THE TASKS -
(1) Translate this sentence from the post on difficult interviews into Spanish: "It’s almost impossible to succeed in these cases unless you fit their mold perfectly and even then it’s not a guarantee."
(2) In the post on difficult interviews below, which level corresponds to 2 to 5 years of experience?
(3) Continue the post on difficult interviews below, picking up after its final sentence.

SELECTED TEXT -
I’ve had too many interviews where the interviewer was stubborn, critical, condescending, dismissive, and basically an asshole. It’s almost impossible to succeed in these cases unless you fit their mold perfectly and even then it’s not a guarantee. Here are some signs that it might not be your answer that’s at fault:

  • Your interviewer is flipping between high level criteria and specific technologies (i.e. we need a customer service but please use AWS lambda)
  • Your interviewer is telling you where to draw your lines without explaining why
  • Your interviewer is repeatedly cutting you off when you try to ask clarifying questions and replies with “just implement it the way it is”
  • Your interviewer says “uhhh” a lot and doesn’t seem to know where he or she is going with the question
  • Your interviewer changes the question halfway through: did I say architecture? I meant library
  • You were incorrectly leveled by your recruiter (surprise!) and you feel deeply in over your head.

Leveling?

All companies put their applicants into buckets that are highly variable but sort of follow this structure:

  • 0 to 2 years of experience: entry level
  • 2 to 5 years of experience: mid level
  • 5+ years of experience: senior level
  • 12+ years of experience: principle or CTO level

Highly variable by company, geographic area, job role, and how the recruiter feels that day.

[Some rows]
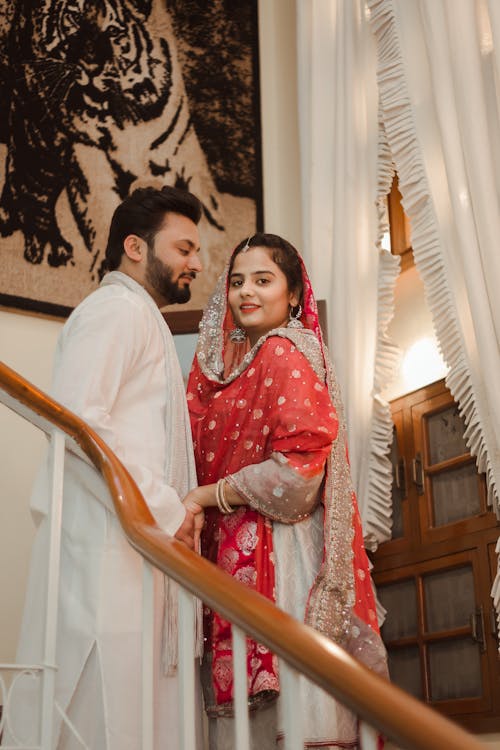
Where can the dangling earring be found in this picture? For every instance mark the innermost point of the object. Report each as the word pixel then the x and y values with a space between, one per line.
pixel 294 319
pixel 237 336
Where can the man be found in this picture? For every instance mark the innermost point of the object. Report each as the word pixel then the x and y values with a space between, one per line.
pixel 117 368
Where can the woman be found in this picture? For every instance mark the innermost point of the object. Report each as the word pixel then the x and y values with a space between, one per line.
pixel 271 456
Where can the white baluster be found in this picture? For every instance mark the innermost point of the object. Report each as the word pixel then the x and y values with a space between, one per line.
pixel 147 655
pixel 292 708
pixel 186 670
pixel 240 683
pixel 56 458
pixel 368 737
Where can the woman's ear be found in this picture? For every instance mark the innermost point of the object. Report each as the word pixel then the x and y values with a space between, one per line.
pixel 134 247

--

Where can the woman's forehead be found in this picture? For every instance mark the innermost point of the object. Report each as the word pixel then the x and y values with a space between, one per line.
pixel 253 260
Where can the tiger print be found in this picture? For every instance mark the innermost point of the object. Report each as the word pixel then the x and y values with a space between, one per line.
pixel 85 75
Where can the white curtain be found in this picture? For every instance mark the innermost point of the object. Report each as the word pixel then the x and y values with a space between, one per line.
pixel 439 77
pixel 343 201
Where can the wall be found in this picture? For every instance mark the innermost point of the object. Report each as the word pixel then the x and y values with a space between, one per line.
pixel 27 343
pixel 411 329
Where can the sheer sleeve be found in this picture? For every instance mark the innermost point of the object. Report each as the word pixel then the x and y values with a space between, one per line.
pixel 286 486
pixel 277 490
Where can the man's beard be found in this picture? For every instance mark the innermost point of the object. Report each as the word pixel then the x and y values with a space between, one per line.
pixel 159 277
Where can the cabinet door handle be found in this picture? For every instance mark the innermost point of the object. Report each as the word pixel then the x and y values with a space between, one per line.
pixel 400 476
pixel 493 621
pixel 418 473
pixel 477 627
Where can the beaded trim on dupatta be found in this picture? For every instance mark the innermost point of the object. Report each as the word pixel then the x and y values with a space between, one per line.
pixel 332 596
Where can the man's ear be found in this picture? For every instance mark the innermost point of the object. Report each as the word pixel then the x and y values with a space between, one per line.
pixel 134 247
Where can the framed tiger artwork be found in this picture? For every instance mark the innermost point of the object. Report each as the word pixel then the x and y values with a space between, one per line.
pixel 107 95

ANSWERS IN ORDER -
(1) Es casi imposible tener éxito en estos casos a menos que encajes perfectamente en su molde, e incluso entonces no es ninguna garantía.

(2) Mid level.

(3)
I think it’s unreasonable to ask an entry level applicant a design question because they may or may not have encountered them. If an applicant is on a border of experience levels, they may ask this question to see which bucket they fit in. Finally, as above, recruiters and interviewers don’t talk.

In Conclusion

Just don’t draw a single box with a SQL database schema as your answer. Good luck!

 

Defensive Interviewing

If you’ve interviewed anywhere in tech, you’ll hear the advice or instructions to have questions ready for your interviewers. Which questions do you ask though?

Hopes and Fears

Everything boils down to what you want to happen and what you don’t want to happen.

Hopes

  • Belonging
  • Achievement
  • Trust
  • Growth
  • Variety
  • Money – this one is salary negotiation so I’ll skip it

Fears

  • Exploitation
  • Rejection and isolation
  • Boredom
  • Stress

Now that we’ve got the heavy stuff out of the way, how does that translate into interview questions?

Belonging / Rejection and Isolation

A sense of belonging contributes to happiness. A sense of happiness contributes to productivity. Thus, you will be more successful if you feel like you belong. Even when your job is really bad, if you feel like “you’re all in it together”, it’s easier to pull through.

Questions:

  • What is the diversity of your team?
  • Are there people like me on the team?
  • Who will be my mentor when I join?
  • What are some social activities we will do as a team?
  • What communities for technical and non-technical topics exist at the company?
  • Do you feel like you could be friends with some of the people you work with if they weren’t your coworkers?
  • How often will I have 1 on 1s with my manager?

Scenario one: a diverse group of people who welcome new members with an automatic support network of a mentor and bond through shared interests. Scenario two: a monochromatic team of humorless people you can’t identify with that leave you to struggle alone and generally don’t talk to each other. Take your pick.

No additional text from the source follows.